■ Your instructions: In total, how many lines of the data contain the word "shirt"? Only that number is wanted.

■ Extracted records:
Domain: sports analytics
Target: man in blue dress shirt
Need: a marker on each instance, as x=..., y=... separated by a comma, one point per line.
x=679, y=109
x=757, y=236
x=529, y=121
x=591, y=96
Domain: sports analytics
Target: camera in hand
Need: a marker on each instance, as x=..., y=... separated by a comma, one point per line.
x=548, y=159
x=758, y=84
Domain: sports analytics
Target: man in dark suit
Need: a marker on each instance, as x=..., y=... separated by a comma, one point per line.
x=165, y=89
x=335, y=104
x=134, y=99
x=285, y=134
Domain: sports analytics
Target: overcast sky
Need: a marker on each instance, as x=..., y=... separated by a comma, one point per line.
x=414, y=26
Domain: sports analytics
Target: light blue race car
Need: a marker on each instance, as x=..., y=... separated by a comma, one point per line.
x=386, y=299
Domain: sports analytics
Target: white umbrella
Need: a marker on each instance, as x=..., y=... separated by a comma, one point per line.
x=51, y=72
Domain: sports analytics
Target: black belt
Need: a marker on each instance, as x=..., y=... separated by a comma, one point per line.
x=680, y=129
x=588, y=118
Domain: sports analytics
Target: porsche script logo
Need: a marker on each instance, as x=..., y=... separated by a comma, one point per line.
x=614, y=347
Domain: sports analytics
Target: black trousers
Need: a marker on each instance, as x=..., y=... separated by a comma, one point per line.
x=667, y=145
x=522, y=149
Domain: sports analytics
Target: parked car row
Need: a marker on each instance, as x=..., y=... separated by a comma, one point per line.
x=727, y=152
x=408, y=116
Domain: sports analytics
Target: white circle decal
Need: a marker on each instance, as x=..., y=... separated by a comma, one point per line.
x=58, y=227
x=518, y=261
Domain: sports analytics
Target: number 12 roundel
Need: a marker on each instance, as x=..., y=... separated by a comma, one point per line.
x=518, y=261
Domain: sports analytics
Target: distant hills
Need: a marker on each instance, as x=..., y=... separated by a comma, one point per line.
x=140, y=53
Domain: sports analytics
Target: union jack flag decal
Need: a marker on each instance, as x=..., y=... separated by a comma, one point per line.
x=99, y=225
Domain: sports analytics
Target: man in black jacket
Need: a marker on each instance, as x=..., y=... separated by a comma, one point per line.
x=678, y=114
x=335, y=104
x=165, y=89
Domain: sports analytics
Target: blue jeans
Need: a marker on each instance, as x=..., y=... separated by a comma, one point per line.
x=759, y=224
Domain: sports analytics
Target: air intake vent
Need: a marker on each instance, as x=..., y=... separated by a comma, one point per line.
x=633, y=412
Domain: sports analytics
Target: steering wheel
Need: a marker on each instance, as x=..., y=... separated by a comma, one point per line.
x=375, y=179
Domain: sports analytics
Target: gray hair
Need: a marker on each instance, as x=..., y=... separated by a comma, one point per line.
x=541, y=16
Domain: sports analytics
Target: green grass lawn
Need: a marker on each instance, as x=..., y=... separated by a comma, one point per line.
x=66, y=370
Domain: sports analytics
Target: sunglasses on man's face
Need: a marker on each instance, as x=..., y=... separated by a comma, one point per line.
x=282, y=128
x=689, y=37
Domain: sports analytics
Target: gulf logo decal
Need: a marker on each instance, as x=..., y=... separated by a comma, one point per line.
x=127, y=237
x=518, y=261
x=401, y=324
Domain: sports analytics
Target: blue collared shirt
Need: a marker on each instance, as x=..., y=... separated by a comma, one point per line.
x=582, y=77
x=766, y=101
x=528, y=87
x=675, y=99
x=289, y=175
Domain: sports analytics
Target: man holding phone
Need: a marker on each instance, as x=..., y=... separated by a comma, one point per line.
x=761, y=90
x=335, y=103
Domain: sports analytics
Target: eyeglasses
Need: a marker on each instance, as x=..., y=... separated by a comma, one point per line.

■ Exercise solution: 2